ASSIGNED TASK:
Would you please copy exactly the line with "For practice, label the concrete curb" and all lines that follow it in the data below, through the last one?
'''
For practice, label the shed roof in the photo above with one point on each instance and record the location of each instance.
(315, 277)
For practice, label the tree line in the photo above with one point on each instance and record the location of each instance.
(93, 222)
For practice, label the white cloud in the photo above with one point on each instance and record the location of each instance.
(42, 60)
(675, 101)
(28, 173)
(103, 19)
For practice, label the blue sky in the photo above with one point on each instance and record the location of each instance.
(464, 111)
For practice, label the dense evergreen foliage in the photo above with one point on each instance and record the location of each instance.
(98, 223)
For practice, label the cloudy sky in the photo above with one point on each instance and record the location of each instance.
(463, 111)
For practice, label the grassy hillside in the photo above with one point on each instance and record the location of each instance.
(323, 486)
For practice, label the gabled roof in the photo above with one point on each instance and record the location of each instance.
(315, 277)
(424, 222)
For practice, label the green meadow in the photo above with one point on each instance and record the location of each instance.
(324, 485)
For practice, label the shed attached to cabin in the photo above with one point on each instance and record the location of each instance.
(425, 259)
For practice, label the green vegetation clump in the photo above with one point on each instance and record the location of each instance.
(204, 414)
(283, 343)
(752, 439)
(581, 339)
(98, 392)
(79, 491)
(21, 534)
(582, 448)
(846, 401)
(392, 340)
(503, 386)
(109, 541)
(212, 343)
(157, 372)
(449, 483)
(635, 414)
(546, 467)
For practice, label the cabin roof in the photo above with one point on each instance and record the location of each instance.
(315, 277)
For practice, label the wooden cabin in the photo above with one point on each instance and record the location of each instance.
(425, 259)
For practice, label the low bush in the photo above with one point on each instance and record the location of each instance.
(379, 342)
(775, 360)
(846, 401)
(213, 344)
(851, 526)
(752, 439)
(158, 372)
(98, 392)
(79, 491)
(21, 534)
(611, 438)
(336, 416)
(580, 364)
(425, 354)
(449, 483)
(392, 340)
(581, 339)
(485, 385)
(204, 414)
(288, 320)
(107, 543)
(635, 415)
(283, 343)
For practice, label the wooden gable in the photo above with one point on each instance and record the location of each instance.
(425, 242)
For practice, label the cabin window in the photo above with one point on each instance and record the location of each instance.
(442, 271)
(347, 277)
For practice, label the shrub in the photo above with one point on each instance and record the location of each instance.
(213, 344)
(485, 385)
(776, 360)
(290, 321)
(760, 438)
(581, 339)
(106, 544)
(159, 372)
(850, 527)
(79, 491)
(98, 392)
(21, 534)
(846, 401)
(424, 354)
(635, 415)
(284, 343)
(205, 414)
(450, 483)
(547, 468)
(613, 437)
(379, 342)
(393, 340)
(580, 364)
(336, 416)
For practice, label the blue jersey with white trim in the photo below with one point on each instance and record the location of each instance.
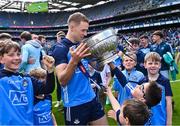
(16, 100)
(17, 96)
(78, 89)
(159, 112)
(42, 113)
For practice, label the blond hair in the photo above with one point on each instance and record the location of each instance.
(77, 18)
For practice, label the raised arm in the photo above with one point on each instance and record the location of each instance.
(65, 71)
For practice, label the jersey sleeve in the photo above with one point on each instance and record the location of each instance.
(60, 54)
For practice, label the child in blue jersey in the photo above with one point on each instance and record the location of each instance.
(132, 112)
(17, 90)
(148, 93)
(42, 103)
(162, 113)
(132, 76)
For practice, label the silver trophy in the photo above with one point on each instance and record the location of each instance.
(102, 47)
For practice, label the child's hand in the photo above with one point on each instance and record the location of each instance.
(93, 86)
(48, 62)
(108, 91)
(111, 114)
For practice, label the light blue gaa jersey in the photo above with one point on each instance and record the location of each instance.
(159, 111)
(78, 90)
(16, 107)
(42, 113)
(125, 92)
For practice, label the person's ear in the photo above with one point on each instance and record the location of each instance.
(145, 65)
(127, 121)
(143, 100)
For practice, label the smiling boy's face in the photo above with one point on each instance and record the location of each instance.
(11, 60)
(152, 67)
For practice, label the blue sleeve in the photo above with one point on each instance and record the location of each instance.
(44, 88)
(120, 76)
(168, 90)
(60, 54)
(99, 80)
(24, 62)
(116, 85)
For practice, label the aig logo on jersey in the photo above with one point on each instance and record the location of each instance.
(44, 117)
(18, 97)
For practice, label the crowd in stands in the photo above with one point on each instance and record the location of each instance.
(97, 12)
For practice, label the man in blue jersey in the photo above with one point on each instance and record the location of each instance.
(80, 105)
(17, 90)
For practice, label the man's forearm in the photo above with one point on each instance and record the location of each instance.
(67, 73)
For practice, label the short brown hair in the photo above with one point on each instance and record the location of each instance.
(159, 33)
(77, 18)
(144, 36)
(134, 41)
(136, 111)
(38, 73)
(26, 35)
(4, 36)
(153, 94)
(154, 56)
(9, 44)
(60, 34)
(130, 55)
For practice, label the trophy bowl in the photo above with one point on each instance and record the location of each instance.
(102, 48)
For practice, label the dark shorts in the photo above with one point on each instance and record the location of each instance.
(83, 114)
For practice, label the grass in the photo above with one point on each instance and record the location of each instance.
(176, 113)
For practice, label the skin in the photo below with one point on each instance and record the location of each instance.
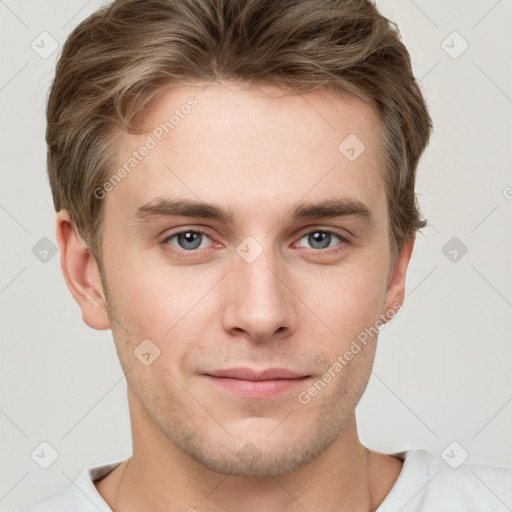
(259, 154)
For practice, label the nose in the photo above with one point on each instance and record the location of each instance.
(259, 300)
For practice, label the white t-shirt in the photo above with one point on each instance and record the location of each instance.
(425, 484)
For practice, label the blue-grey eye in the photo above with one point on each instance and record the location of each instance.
(189, 240)
(321, 239)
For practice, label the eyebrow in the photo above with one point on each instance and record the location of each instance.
(331, 208)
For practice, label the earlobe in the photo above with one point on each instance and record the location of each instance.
(395, 291)
(81, 274)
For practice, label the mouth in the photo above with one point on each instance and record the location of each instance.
(265, 383)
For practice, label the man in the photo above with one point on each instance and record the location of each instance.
(234, 182)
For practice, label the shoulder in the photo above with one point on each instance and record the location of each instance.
(429, 483)
(80, 496)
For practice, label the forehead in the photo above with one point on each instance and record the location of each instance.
(251, 146)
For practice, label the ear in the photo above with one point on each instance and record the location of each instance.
(81, 274)
(395, 291)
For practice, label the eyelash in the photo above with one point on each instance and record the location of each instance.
(182, 253)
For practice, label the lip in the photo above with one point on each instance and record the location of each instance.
(251, 383)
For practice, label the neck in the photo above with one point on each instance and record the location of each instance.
(159, 476)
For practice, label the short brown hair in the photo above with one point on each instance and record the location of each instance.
(116, 61)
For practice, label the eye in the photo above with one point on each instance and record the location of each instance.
(321, 239)
(188, 240)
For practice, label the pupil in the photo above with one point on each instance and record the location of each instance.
(320, 240)
(190, 240)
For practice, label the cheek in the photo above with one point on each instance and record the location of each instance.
(346, 299)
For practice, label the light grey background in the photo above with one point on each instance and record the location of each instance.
(442, 371)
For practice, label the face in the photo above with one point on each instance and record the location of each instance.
(251, 254)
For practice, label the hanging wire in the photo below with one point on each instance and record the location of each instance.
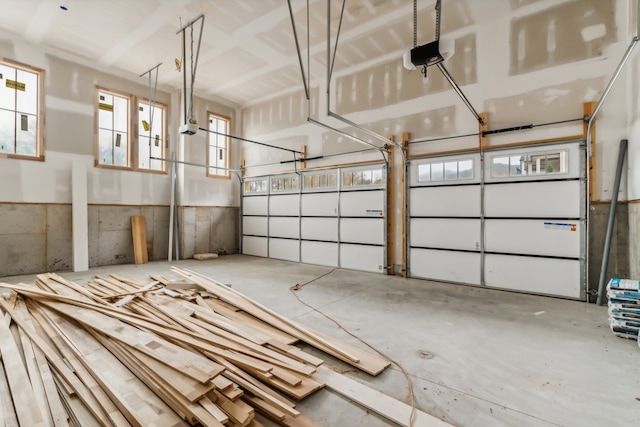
(335, 49)
(415, 23)
(438, 10)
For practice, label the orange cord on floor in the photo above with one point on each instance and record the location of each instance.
(298, 287)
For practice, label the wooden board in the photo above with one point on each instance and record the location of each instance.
(139, 234)
(378, 402)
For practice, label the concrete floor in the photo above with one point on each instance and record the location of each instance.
(498, 358)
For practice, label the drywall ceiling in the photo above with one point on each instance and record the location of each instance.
(248, 53)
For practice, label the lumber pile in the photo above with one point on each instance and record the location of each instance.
(174, 352)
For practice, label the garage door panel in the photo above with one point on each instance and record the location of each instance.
(255, 205)
(362, 230)
(455, 201)
(534, 237)
(531, 274)
(254, 246)
(320, 229)
(284, 227)
(448, 266)
(447, 233)
(288, 204)
(320, 204)
(362, 257)
(320, 253)
(284, 249)
(362, 203)
(555, 199)
(256, 225)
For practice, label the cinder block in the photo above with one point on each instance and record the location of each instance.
(114, 218)
(188, 246)
(188, 216)
(23, 254)
(202, 236)
(224, 230)
(160, 240)
(59, 238)
(22, 219)
(115, 247)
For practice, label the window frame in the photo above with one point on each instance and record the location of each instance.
(227, 174)
(164, 140)
(40, 129)
(130, 128)
(133, 131)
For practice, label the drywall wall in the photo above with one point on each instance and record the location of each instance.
(522, 62)
(196, 188)
(35, 198)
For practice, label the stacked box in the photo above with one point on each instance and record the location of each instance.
(624, 307)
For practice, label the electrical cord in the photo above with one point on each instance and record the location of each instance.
(298, 287)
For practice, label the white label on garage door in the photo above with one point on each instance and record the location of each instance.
(373, 212)
(562, 226)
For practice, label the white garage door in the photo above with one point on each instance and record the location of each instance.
(333, 217)
(521, 226)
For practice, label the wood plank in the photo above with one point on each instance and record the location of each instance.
(380, 403)
(192, 413)
(34, 375)
(21, 392)
(8, 411)
(349, 354)
(139, 235)
(131, 396)
(262, 312)
(84, 385)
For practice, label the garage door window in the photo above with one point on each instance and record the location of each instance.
(525, 164)
(255, 186)
(362, 178)
(284, 184)
(455, 170)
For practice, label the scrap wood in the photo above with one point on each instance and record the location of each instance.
(233, 356)
(349, 354)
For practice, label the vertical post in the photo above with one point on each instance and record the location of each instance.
(483, 142)
(587, 111)
(303, 157)
(483, 127)
(172, 204)
(404, 195)
(612, 220)
(80, 216)
(390, 212)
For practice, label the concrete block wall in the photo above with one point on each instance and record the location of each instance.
(110, 240)
(208, 229)
(34, 238)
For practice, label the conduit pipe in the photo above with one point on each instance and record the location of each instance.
(330, 64)
(611, 222)
(306, 85)
(591, 119)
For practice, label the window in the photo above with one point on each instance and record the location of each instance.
(523, 164)
(217, 155)
(287, 183)
(131, 135)
(21, 112)
(255, 186)
(452, 170)
(151, 136)
(113, 129)
(363, 177)
(321, 180)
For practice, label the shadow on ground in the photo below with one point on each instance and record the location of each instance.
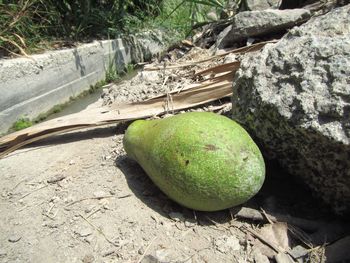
(280, 194)
(150, 194)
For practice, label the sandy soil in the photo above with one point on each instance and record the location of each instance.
(78, 198)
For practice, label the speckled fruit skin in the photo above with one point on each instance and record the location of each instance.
(201, 160)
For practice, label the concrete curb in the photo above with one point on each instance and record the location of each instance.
(30, 86)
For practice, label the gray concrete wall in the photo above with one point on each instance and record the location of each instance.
(30, 86)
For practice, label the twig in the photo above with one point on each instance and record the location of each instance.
(98, 229)
(97, 198)
(266, 216)
(264, 240)
(241, 50)
(267, 242)
(146, 250)
(33, 192)
(253, 214)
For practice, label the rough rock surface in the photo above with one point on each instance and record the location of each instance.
(254, 23)
(294, 97)
(262, 4)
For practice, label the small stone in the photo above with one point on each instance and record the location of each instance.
(89, 239)
(226, 243)
(2, 253)
(84, 232)
(14, 238)
(99, 194)
(88, 258)
(55, 179)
'''
WRITTEN SOLUTION:
For practice, label the concrete curb in the photo above with one point on each instance and record the location of each instance.
(30, 86)
For practice, label the gray concrete wall in the photo above with one point on each instance and record the location of each instance.
(30, 86)
For practice, label the twig in the photo above with one point on each instance and record the location of each instance.
(98, 229)
(97, 198)
(266, 216)
(264, 240)
(241, 50)
(267, 242)
(146, 250)
(33, 192)
(253, 214)
For practice, label the rough rock surface in the photo above with one point on each instance and record the location of each instance.
(254, 23)
(294, 97)
(262, 4)
For practice, label the small stone in the photo above with one point on each instance and record the location of each instance.
(89, 239)
(226, 243)
(2, 253)
(84, 232)
(14, 238)
(99, 194)
(88, 258)
(55, 179)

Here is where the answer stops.